== To be done ==
Starting at the top of the material and going through the line with "[[275, 183, 414, 299]]", change "open palm" to "raised palm" and leave everything else unchanged. Give back only those lines.

== Dataset records ==

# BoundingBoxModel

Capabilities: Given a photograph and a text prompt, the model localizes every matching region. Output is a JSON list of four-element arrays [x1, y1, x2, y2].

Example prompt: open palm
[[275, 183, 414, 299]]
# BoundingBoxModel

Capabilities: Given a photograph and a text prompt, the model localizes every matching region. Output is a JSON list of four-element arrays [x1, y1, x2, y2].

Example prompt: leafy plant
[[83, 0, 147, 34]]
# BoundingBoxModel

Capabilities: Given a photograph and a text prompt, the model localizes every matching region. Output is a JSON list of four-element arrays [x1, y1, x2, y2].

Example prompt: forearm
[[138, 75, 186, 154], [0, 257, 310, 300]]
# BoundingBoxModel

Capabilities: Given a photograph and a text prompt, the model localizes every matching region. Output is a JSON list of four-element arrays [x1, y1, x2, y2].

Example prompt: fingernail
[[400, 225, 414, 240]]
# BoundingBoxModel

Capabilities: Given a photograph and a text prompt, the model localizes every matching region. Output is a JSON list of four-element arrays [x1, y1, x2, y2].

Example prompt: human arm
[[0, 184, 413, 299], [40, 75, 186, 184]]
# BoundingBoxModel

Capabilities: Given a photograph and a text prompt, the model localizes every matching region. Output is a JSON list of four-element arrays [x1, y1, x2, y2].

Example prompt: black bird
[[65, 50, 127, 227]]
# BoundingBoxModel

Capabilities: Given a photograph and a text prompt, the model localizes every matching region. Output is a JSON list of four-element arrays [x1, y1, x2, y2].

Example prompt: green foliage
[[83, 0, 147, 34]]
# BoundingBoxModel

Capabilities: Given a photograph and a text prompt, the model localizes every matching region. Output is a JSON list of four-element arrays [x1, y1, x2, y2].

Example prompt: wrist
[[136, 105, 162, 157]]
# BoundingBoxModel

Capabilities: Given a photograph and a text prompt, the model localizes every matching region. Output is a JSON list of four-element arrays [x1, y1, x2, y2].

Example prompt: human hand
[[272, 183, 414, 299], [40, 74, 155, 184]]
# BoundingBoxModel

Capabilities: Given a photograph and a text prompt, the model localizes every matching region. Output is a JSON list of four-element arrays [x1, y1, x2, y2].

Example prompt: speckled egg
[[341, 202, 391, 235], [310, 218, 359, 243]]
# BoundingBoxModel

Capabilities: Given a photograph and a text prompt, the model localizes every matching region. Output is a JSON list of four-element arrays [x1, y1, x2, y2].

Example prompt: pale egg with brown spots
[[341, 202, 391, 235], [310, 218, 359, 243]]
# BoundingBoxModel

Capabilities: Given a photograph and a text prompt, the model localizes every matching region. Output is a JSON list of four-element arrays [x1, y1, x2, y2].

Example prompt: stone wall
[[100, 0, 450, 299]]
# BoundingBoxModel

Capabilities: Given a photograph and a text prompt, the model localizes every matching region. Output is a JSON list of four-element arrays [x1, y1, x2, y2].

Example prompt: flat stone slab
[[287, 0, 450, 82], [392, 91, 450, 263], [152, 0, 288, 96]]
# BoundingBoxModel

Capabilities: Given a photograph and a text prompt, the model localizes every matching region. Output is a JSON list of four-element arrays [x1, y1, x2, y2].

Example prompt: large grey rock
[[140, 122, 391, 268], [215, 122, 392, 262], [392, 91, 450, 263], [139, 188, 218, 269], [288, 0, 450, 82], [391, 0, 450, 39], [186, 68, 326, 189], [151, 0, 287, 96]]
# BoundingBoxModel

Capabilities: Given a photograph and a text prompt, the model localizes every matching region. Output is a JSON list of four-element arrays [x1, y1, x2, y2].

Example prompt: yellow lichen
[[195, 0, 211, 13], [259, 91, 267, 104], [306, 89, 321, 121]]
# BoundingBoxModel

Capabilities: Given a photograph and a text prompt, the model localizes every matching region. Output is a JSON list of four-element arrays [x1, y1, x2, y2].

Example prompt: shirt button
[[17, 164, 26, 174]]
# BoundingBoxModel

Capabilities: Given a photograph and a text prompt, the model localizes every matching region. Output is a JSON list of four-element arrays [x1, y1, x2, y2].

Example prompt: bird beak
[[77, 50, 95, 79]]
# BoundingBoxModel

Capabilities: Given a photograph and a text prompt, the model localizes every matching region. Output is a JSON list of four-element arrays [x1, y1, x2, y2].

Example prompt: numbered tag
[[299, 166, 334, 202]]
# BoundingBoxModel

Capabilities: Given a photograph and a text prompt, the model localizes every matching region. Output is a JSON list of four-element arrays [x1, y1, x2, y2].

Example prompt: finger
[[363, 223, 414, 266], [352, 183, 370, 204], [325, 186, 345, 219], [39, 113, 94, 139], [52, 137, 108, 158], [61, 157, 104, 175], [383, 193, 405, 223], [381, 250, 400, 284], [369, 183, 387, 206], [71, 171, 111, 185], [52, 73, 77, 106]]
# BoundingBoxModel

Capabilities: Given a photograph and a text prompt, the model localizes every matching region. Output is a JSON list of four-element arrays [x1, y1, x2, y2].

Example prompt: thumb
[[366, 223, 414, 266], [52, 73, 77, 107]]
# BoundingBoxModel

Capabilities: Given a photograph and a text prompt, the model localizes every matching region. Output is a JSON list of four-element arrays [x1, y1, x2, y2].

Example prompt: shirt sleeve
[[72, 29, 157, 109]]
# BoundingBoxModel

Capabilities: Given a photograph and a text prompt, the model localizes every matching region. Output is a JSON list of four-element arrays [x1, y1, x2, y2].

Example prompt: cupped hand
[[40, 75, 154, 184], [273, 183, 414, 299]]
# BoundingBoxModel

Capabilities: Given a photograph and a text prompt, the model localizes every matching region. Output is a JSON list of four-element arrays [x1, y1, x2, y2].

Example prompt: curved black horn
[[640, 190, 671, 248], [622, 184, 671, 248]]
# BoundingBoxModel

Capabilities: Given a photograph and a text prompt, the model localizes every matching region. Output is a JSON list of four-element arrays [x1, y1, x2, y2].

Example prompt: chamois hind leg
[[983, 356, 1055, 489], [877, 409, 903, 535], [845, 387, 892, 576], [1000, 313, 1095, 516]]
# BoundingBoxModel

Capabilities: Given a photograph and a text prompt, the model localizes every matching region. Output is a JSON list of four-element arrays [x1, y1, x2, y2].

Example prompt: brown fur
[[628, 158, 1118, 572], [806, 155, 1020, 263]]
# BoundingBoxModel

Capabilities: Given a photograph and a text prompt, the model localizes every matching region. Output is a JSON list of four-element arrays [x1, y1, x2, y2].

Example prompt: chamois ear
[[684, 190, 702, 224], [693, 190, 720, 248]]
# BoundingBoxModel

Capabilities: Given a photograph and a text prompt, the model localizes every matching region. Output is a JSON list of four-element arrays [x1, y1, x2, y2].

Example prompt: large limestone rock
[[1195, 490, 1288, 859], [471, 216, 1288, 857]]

== Exercise response ==
# BoundingBoxModel

Capabilities: Given a photograph and a text prompt, the model localizes every matching region. Output is a JSON list of four-element arrays [x1, y1, x2, y2].

Example prompt: raised palm
[[275, 183, 414, 299]]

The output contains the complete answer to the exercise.